Dataset records »
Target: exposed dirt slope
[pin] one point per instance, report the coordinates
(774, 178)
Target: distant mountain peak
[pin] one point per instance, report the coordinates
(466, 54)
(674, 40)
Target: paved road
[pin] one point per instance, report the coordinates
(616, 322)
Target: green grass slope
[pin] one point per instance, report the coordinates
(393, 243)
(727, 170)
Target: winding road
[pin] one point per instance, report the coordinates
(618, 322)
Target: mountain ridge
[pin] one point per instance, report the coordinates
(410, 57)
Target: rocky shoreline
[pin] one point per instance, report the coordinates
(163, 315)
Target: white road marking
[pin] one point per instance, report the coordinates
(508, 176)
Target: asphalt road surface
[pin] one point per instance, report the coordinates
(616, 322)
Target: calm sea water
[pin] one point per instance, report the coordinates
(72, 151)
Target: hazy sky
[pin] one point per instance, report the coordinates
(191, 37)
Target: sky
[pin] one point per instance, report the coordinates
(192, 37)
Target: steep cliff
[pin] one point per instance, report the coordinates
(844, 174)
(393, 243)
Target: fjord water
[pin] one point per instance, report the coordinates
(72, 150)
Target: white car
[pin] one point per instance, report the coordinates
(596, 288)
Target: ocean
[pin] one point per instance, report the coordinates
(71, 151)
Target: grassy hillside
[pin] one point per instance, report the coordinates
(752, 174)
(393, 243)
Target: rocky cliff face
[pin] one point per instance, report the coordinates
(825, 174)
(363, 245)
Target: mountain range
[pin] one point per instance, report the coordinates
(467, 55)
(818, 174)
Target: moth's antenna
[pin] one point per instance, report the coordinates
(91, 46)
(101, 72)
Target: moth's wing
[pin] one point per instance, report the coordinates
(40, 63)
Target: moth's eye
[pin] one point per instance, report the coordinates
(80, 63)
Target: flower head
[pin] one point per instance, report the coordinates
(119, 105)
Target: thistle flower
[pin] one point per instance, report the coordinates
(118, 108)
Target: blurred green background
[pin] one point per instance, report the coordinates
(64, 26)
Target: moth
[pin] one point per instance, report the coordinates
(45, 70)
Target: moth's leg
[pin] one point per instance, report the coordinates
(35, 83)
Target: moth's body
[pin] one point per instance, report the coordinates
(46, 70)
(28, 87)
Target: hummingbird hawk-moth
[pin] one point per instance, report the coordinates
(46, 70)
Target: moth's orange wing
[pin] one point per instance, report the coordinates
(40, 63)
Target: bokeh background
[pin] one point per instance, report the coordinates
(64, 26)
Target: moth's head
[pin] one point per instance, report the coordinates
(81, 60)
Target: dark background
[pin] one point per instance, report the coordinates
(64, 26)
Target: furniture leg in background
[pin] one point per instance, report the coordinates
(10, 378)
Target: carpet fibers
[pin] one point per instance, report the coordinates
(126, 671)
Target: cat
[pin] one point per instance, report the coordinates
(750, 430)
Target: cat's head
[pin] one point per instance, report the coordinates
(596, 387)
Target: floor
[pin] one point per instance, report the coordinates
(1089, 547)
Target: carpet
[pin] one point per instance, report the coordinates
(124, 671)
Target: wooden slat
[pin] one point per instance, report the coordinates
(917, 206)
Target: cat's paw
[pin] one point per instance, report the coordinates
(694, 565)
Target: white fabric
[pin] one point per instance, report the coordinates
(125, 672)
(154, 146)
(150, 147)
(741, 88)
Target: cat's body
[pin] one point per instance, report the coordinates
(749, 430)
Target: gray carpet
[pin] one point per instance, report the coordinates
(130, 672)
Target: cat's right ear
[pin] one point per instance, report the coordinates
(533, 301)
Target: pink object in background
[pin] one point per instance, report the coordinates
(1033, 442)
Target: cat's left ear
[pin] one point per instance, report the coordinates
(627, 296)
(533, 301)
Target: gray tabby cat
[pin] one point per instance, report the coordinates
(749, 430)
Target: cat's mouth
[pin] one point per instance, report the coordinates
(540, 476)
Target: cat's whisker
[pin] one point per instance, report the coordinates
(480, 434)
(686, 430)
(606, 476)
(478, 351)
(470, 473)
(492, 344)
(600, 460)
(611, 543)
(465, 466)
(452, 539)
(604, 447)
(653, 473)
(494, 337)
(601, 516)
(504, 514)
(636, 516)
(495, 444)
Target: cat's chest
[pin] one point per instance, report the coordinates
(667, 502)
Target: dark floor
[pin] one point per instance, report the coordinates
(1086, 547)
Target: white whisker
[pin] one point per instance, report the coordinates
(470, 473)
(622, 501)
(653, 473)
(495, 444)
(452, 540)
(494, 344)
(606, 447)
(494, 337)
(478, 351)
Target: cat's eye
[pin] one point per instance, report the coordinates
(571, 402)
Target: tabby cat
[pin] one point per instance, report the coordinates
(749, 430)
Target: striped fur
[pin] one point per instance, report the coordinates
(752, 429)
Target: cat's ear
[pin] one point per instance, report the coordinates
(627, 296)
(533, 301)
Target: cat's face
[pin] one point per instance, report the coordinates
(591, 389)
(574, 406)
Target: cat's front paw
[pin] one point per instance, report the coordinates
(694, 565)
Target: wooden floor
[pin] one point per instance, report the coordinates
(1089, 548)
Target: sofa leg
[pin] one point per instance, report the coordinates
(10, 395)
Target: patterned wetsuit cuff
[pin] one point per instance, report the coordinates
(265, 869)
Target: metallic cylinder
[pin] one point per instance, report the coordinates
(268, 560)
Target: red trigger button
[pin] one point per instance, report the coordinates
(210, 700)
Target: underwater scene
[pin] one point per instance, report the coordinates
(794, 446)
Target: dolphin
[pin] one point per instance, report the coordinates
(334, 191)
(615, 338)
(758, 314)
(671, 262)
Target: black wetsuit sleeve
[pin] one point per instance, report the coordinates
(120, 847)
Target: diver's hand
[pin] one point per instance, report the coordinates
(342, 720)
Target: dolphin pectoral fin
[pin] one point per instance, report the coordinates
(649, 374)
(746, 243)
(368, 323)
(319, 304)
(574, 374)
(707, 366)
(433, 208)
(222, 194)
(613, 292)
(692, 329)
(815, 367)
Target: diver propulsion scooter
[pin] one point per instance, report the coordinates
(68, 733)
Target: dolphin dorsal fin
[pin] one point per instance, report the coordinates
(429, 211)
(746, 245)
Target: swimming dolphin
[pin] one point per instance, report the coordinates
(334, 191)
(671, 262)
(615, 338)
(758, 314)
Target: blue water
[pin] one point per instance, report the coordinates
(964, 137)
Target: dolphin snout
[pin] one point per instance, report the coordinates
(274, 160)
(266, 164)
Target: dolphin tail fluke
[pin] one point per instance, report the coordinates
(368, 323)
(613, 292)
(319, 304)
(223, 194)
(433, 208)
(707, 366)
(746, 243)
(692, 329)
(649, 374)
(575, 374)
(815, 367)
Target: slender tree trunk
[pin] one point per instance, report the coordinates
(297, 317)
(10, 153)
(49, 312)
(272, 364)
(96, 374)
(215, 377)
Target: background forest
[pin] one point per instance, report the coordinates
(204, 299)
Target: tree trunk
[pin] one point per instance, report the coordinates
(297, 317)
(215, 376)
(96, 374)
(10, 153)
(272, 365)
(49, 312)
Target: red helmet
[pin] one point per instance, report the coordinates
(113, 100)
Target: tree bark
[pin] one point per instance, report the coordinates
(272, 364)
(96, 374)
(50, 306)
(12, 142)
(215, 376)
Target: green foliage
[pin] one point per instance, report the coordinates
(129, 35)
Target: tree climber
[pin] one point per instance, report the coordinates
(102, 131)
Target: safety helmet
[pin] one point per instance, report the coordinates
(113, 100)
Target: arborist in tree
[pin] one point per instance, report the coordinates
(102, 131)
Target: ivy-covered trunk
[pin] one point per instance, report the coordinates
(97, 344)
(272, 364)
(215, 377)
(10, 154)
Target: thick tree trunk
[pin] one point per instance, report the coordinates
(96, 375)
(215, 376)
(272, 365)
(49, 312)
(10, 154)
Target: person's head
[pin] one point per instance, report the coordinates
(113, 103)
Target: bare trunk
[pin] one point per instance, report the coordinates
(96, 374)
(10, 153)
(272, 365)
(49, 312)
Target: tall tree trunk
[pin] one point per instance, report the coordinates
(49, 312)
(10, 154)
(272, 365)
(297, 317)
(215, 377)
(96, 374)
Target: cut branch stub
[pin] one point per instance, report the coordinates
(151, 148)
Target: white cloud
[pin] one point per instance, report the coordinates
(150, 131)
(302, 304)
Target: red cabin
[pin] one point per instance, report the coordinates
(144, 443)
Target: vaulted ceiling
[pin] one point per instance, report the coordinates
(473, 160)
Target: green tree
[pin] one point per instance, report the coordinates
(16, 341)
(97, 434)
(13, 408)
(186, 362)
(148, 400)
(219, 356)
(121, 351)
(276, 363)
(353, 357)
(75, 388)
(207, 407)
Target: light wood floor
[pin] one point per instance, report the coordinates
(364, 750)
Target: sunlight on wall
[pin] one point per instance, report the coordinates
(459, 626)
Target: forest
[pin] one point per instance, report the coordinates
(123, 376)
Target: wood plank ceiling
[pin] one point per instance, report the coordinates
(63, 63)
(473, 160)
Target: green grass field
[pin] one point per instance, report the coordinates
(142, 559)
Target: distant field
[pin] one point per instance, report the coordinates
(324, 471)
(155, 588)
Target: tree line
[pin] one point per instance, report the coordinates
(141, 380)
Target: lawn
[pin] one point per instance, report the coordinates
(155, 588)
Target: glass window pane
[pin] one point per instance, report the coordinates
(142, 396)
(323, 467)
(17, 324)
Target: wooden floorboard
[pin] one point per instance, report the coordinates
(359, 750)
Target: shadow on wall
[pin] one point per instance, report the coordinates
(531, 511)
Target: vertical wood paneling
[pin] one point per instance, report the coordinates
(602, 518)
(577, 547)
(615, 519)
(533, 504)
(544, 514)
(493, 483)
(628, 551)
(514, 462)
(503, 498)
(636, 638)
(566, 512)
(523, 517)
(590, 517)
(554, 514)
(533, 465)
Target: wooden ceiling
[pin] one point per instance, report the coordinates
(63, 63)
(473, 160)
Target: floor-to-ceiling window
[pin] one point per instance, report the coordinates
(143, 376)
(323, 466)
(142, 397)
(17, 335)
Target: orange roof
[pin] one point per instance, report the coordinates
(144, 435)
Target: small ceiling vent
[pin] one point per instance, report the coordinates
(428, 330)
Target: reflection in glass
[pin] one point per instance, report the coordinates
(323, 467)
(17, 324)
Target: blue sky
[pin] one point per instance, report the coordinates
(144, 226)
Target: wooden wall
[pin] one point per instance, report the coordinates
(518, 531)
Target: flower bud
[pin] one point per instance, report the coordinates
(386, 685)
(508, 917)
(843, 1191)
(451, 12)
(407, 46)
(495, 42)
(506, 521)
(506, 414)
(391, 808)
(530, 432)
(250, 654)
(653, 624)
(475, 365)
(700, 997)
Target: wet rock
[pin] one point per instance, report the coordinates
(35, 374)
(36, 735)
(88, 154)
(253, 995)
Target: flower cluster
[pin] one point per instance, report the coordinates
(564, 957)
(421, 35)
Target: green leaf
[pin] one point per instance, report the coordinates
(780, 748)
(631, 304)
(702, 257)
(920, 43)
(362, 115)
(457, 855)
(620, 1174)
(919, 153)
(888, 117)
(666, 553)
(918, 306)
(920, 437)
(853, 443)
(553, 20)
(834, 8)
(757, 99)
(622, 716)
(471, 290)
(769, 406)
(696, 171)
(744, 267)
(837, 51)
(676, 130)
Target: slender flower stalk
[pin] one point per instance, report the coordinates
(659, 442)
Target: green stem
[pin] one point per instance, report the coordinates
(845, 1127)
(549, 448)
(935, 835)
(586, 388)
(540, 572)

Exercise goal » Repeat, without change, each line of the data above from the one that contains "Target: wooden wall" through the final line, counting both.

Result of this task »
Target: wooden wall
[pin] one point per instance, report the coordinates
(518, 531)
Target: flower bud
[pin] one point per instance, report the coordinates
(386, 685)
(508, 917)
(843, 1191)
(451, 12)
(407, 46)
(495, 42)
(506, 521)
(506, 414)
(391, 808)
(530, 432)
(250, 654)
(653, 624)
(475, 365)
(700, 997)
Target: wet rock
[pin] one point per instance, report the coordinates
(35, 374)
(36, 735)
(88, 154)
(253, 995)
Target: flower cluster
[pin] one point per instance, report the coordinates
(564, 957)
(421, 35)
Target: green leaf
[pin] one point per instance, report the coordinates
(780, 748)
(631, 304)
(702, 257)
(920, 43)
(362, 115)
(457, 855)
(620, 1174)
(919, 153)
(888, 117)
(666, 553)
(918, 306)
(920, 437)
(853, 443)
(553, 20)
(834, 8)
(757, 99)
(622, 716)
(471, 290)
(769, 406)
(696, 171)
(744, 267)
(837, 51)
(676, 130)
Target: slender flower stalk
[pin] one point per instance, report the coordinates
(659, 442)
Target: green stem
[pin] one point per instance, report the coordinates
(845, 1127)
(549, 448)
(935, 835)
(586, 388)
(540, 572)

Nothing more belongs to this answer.